◆ **Tasks to complete**
• 1. Answer the following from the forum thread on pantheism, one line each.
(a) What word did Abbott say was the one being looked for?
(b) Which term did Mordy introduce, according to the post linking to Wikipedia?
(c) How many years pass according to the marker in the middle of the thread?
• 2. Extend the forum thread on pantheism from where it stops.

Noodle Vague, Thursday, 10 January 2008 21:04 (eighteen years ago)

Pantheism? It's just a matter of swapping a few atoms around that differentiates us in the cosmic jello:

http://i9.photobucket.com/albums/a82/bobbysixer/rojc.jpg

Bob Six, Thursday, 10 January 2008 21:25 (eighteen years ago)

I seriously heard a UFC reverend call people "pantheist pussies."

Abbott, Thursday, 10 January 2008 21:48 (eighteen years ago)

So now I realize the word I am looking for is polytheism.

Abbott, Thursday, 10 January 2008 21:49 (eighteen years ago)

atheists representin'

M.V., Thursday, 10 January 2008 22:22 (eighteen years ago)

five years pass...

haha

Mordy introduced this idea to me: http://en.wikipedia.org/wiki/Panentheism and I think it describes my religious views better than anything else I've seen :)

THE SONIC UNREGULATED ELECTRIC CATFISH (imago), Wednesday, 2 October 2013 00:16 (twelve years ago)

Ppl upthread getting it confused with polytheism

cardamon, Wednesday, 2 October 2013 01:43 (twelve years ago)

Narcissism of differences in types of astrology

hey racists can be joyless too yknow (darraghmac), Wednesday, 2 October 2013 06:40 (twelve years ago)

unfair, that

how do i shot cwmbran? (Noodle Vague), Wednesday, 2 October 2013 06:44 (twelve years ago)

u can imagine i'll be judged for it later if it helps

hey racists can be joyless too yknow (darraghmac), Wednesday, 2 October 2013 07:20 (twelve years ago)

lol i think when you move away from monotheism it's easier to think as the theist bit as not being angry boss God and being something closer to a philosophical relationship to the cosmos is what i meant

so poly/pantheism can be thought of as a twist on pluralism vs monism with no real supernatural element at all

imo

how do i shot cwmbran? (Noodle Vague), Wednesday, 2 October 2013 07:41 (twelve years ago)

◆ **Data lines**
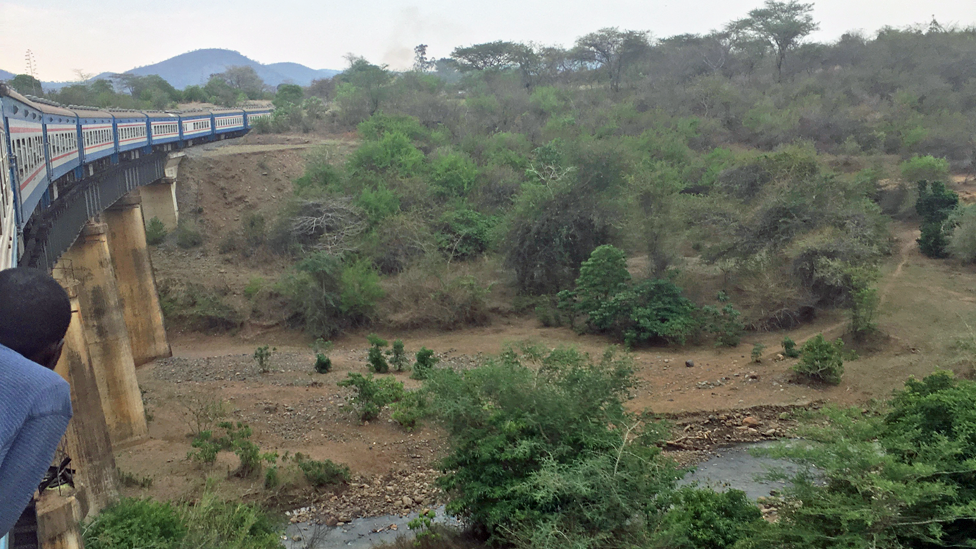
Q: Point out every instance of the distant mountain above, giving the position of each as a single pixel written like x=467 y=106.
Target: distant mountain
x=195 y=68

◆ **The results**
• 1.
(a) Polytheism
(b) Panentheism
(c) Five years

• 2.
polytheism = the pantheist universe playing with its action figures

how do i shot cwmbran? (Noodle Vague), Wednesday, 2 October 2013 07:45 (twelve years ago)

i can dig the universe being one big connected juicy energy hyperdriven orgasm that we're all experiencing mannnnn, that's just the universe

no need to f/w 'awareness' or any such kinda concepts. pantetheism still seems to be inserting a level of remove from nothing but pure consciousness that i can live without.

hey racists can be joyless too yknow (darraghmac), Wednesday, 2 October 2013 07:56 (twelve years ago)

yeah i don't see the need to multiply entities either tbh

how do i shot cwmbran? (Noodle Vague), Wednesday, 2 October 2013 07:59 (twelve years ago)

wait is this back to my logic course again cos thats not til tomorrow night

hey racists can be joyless too yknow (darraghmac), Wednesday, 2 October 2013 08:09 (twelve years ago)

While pantheism asserts that 'All is God', panentheism goes further to claim that God is greater than the universe.

I can get on this.

yeah i don't see the need to multiply entities either tbh

No need to have the big bang fwiw

Emperor Cos Dashit (Adam Bruneau), Thursday, 3 October 2013 00:39 (twelve years ago)

think any good pantheism / panentheism has to be a polytheism too (defining all terms quite loosely). without that the pan(en)theist universe becomes, under closer scrutiny, a bit of an undifferentiated mush. hence nietzsche the simultaneous dionysian and polytheist.

opie dead eyed piece of shit (Merdeyeux), Thursday, 3 October 2013 00:51 (twelve years ago)

imho not so

Mordy , Thursday, 3 October 2013 00:55 (twelve years ago)

under the closest scrutiny, everything is an undifferentiated mush!

Emperor Cos Dashit (Adam Bruneau), Thursday, 3 October 2013 00:57 (twelve years ago)

Not all unknowns are postulated with equal validity, the answer will not turn out to have horns or care about children.

everyone knows that deems hates everything (darraghmac), Thursday, 3 October 2013 07:08 (twelve years ago)

No need to have the big bang fwiw

the Big Bang isn't an unnecessary addition to a thesis of the universe but a part of a thesis

what does panentheism add to pantheism but an extra (unwarrantable) layer of metaphysics?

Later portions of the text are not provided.